Source passage
<<<<

[RESOLVED] Hacking Variant
I'm trying to understand the data structure of the VB variant data type and am getting a puzzling result:
VB Code:
Sub VariantTest()
Dim vA(1 To 2) As Variant
Dim A(1 To 2) As Double, d1 As Double, d2 As Double
Dim vB As Variant
Dim itype As Integer
A(1) = 0.35
A(2) = 0.07
vA(1) = A(1)
vA(2) = A(2)
vB = vA
CopyMemory itype, vB(1), 2 'get the variant descriptor type
CopyMemory d1, ByVal VarPtr(vB(1)) + 8, 8 'get 1st value
CopyMemory d2, ByVal VarPtr(vB(1)) + 24, 8 'get 2nd value
Debug.Print TypeName(vB), itype, d1, d2 'Variant() 5 0.35 0.07
vB = A
CopyMemory itype, vB(1), 2 'get the variant descriptor type
CopyMemory d1, ByVal VarPtr(vB(1)) + 8, 8 'get 1st value
CopyMemory d2, ByVal VarPtr(vB(1)) + 24, 8 'get 2nd value
Debug.Print TypeName(vB), itype, d1, d2 'Double() 16389 3.75776923216955E-316 0
End Sub
If vB is assigned to the variant array (of doubles), the resulting data structure makes perfect sense. But, if vB is assigned to the array of doubles, the variant data structure makes no sense at all. The descriptor type is 16389 and I can't find the data values anywhere.

>>>>

Extracted records
<<<<

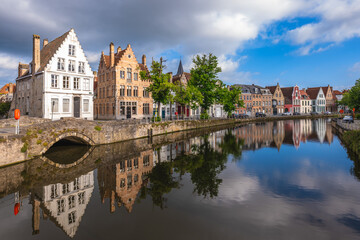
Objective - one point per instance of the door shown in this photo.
(77, 107)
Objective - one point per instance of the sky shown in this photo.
(304, 42)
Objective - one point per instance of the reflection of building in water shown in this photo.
(274, 134)
(121, 182)
(64, 204)
(257, 135)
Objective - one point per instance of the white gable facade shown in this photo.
(69, 82)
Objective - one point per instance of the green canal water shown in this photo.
(275, 180)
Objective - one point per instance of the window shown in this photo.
(81, 67)
(145, 93)
(71, 50)
(61, 64)
(54, 80)
(146, 160)
(129, 165)
(129, 74)
(86, 84)
(54, 191)
(71, 66)
(122, 166)
(122, 74)
(122, 108)
(71, 200)
(133, 108)
(66, 82)
(136, 163)
(66, 104)
(61, 206)
(55, 105)
(86, 105)
(76, 83)
(122, 183)
(66, 188)
(135, 91)
(122, 90)
(76, 184)
(81, 198)
(146, 108)
(71, 217)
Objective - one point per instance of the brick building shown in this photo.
(7, 92)
(121, 93)
(277, 99)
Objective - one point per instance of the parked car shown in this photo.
(244, 115)
(348, 119)
(259, 114)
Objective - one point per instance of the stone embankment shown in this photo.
(36, 139)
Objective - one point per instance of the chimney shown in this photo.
(22, 68)
(144, 60)
(45, 42)
(36, 54)
(112, 57)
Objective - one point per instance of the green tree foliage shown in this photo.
(160, 86)
(4, 108)
(187, 95)
(352, 98)
(230, 99)
(204, 77)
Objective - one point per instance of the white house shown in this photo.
(57, 83)
(318, 100)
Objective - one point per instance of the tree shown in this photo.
(4, 108)
(230, 99)
(187, 95)
(160, 87)
(352, 98)
(204, 77)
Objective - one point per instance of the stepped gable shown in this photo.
(271, 88)
(50, 49)
(313, 92)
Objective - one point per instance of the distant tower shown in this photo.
(180, 69)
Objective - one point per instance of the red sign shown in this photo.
(17, 114)
(16, 208)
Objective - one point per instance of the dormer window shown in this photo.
(71, 67)
(81, 67)
(61, 64)
(71, 50)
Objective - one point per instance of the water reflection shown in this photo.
(139, 171)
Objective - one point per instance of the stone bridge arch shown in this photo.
(75, 137)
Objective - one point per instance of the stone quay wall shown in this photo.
(36, 139)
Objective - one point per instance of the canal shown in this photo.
(274, 180)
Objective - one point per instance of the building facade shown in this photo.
(292, 99)
(277, 101)
(57, 83)
(7, 92)
(318, 100)
(305, 102)
(121, 93)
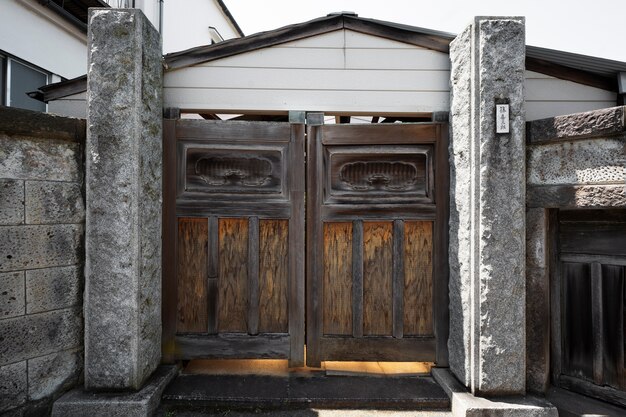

>>>>

Prompt A
In the post on the VB Variant data type, what descriptor type shows up when vB is assigned the array of doubles?
Prompt B
Please write the next part of the post on the VB Variant data type, picking up after its final sentence.
These items come from a different source than the post on the VB Variant data type.

Output A
16389

Output B
Can someone explain what's going on?
Re: [RESOLVED] Hacking Variant
Other mystery left is discrepancy between pvData and VarPtr(vB(1)) when vB = A
Re: [RESOLVED] Hacking Variant
Yeah, I agree. I did some more investigating and found that VarPtr(vB(0)) has a different meaning depending on the type of array that is assigned to vB!
If an array of Variant is assigned to vB, VarPtr(vB(0)) is the address of the 1st array element (variant data type). But, if an array of Long or Double is assigned to vB, VarPtr(vB(0)) is the address of what appears to be a variant data structure, but the value of the type field makes no sense. The address of the 1st array element is offset 8 bytes. Hmmm, just thought of something to be further investigated: what does VarPtr(vB(1)) represent?
Another curious tid bit: if an array is assigned to a vB, vB can be indexed like an array, typename indicates that vB is an array, but VarPtrArray(vB) produces an error because vB isn't an array.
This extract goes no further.